++++ Textauszug ++++
Sonnenenergie und Gegenwind: Wie Zolar sich in Krisenzeiten etabliert

Marvin Behrens 20.12.2023

Zolar konfiguriert die Installation von Photovoltaik-Anlagen und ist seit seiner Gründung 2016 enorm gewachsen.

Mitarbeiter von Zolar
Mitarbeiter von Zolar installieren eine Photovoltaik-Anlagen. Das Solarunternehmen will Millionnen europäische Dächer für die Energiewende rüsten. Quelle: Zolar

Die Solarbranche ist im Aufwind. Eine gewichtige Ursache: Putins Angriffskrieg auf die Ukraine. Das Streben nach Unabhängigkeit hat erneuerbaren Energien in Deutschland eine entscheidende Dynamik gebracht. Das Unternehmen “Zolar” profitiert – und will die Dächer Europas erobern. Welchen Sinn Menschen darin sehen, in einem Solarunternehmen zu arbeiten und wie die Firma mit aktuell politischen Widrigkeiten umgeht, haben uns Geschäftsführerin und CCO Dr. Sarah Müller und Pressesprecherin Angela Zippelius erklärt.
++++ Bereitgestellte Einträge ++++
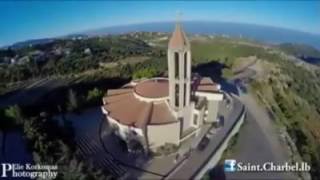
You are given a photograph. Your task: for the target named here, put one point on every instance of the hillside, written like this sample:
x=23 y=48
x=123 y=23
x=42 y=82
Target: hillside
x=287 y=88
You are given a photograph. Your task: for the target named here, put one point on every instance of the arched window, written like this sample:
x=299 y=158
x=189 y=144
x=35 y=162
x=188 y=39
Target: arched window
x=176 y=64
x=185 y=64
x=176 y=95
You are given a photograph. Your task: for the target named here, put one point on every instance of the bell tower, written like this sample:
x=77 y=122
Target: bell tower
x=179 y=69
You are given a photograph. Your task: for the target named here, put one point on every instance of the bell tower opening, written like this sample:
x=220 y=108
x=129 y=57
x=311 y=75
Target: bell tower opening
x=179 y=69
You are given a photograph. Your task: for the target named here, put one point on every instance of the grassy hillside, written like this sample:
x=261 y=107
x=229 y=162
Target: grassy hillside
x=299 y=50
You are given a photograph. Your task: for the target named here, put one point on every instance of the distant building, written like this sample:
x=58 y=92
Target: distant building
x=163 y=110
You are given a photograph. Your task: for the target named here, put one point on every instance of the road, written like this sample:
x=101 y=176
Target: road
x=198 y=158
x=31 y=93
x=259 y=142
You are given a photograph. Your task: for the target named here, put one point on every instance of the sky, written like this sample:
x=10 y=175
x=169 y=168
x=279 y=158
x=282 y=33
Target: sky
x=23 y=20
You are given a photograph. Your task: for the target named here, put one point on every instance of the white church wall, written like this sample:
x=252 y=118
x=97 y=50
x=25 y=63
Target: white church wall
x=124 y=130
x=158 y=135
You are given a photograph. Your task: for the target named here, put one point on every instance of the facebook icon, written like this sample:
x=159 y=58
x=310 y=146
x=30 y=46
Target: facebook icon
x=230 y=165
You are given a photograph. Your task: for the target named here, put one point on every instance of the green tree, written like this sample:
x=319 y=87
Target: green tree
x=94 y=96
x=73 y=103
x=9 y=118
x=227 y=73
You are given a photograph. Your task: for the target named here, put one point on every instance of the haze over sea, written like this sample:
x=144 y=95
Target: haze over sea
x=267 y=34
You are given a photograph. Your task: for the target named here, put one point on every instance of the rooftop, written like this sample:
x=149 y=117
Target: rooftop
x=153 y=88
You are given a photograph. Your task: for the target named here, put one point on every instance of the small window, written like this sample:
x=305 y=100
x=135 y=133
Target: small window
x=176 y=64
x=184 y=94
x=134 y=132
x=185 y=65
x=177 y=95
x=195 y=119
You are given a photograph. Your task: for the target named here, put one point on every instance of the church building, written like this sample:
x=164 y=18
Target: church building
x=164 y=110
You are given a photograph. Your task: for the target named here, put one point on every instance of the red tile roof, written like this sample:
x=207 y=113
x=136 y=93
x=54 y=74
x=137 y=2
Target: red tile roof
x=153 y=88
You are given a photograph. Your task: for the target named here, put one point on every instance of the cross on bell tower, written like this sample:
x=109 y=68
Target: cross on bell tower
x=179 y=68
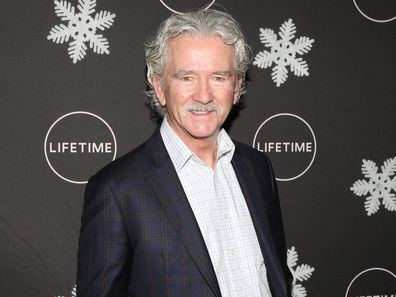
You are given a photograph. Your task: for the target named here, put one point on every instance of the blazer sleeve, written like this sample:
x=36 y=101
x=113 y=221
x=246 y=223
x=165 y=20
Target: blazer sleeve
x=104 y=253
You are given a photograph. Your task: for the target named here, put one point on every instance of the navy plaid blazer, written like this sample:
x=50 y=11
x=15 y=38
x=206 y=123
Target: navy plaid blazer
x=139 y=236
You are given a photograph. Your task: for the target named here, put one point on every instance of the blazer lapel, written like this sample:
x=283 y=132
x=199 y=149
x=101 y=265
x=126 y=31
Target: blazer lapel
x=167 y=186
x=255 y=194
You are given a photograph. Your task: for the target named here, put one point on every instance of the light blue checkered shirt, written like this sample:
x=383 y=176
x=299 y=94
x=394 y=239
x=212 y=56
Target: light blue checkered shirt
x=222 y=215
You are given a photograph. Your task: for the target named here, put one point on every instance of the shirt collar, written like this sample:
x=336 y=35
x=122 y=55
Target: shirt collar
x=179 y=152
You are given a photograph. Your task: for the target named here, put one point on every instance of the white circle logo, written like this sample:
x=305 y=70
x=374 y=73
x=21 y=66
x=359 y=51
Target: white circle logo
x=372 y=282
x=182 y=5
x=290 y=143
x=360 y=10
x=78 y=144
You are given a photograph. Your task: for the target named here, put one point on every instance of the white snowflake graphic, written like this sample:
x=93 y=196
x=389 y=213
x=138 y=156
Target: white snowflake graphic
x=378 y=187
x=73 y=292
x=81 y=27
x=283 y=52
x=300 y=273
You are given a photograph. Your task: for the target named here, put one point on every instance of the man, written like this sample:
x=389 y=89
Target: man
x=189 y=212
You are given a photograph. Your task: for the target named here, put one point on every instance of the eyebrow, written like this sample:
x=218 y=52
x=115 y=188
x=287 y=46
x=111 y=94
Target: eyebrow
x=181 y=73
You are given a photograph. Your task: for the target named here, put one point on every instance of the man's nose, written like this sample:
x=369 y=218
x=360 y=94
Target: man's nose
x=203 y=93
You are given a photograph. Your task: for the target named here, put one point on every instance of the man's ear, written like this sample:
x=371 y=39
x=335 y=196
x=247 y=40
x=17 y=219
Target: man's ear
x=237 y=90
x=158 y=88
++++
++++ Bereitgestellte Einträge ++++
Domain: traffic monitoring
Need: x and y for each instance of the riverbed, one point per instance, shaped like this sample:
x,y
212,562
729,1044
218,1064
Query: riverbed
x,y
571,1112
++++
= Arbeitsaufträge =
• 1. Welche Ursache nennt der Artikel über Zolar dafür, dass die Solarbranche im Aufwind ist? Antworten Sie in ein bis drei Sätzen.
• 2. Schreiben Sie den Artikel über Zolar im Anschluss an seinen letzten Satz weiter.

= Antworten je Aufgabe =
• 1. Als gewichtige Ursache nennt der Artikel Putins Angriffskrieg auf die Ukraine. Das Streben nach Unabhängigkeit hat den erneuerbaren Energien in Deutschland eine entscheidende Dynamik gebracht.

• 2.
Als Alex Melzer und Gregor Loukidis Zolar 2016 in Berlin gründen, haben sie ein langes Fahrrad-Abenteuer hinter sich. Entlang der pazifischen Küste in Chile blieb ihnen vor allem eines nicht verborgen: der Klimawandel. Um aber das Dasein einer atemberaubenden Natur zu sichern, müssen Maßnahmen ergriffen werden. Zolar-PR-Managerin Angela Zippelius bezeichnet ihren ehemaligen Chef Melzer als “Vollblut-Klimaschützer”. Sechs Jahre war der Gründer das Oberhaupt der Firma, das sich zum unumstrittenen Ziel macht, den Klimawandel mit grüner Energie Paroli zu bieten. Mit der Idee, Photovoltaik-Installation über einen Online-Konfigurator zu gestalten, hatten sie nicht nur ein grünes, sondern auch ein goldenes Händchen. 

In dem Gründerduo reifte die Frage: “Warum kann man alles online kaufen außer eine Solaranlage?” Also tüftelten sie in einer Garage an dem heute erfolgreichen Konzept: Nach dem Kauf auf der Plattform bestellt Zolar die gewünschten Komponenten, schickt sie zu den Kund*innen und beauftragt den Handwerksbetrieb mit der Installation. Kurz: Geld gegen Abwicklung aller nötigen Details.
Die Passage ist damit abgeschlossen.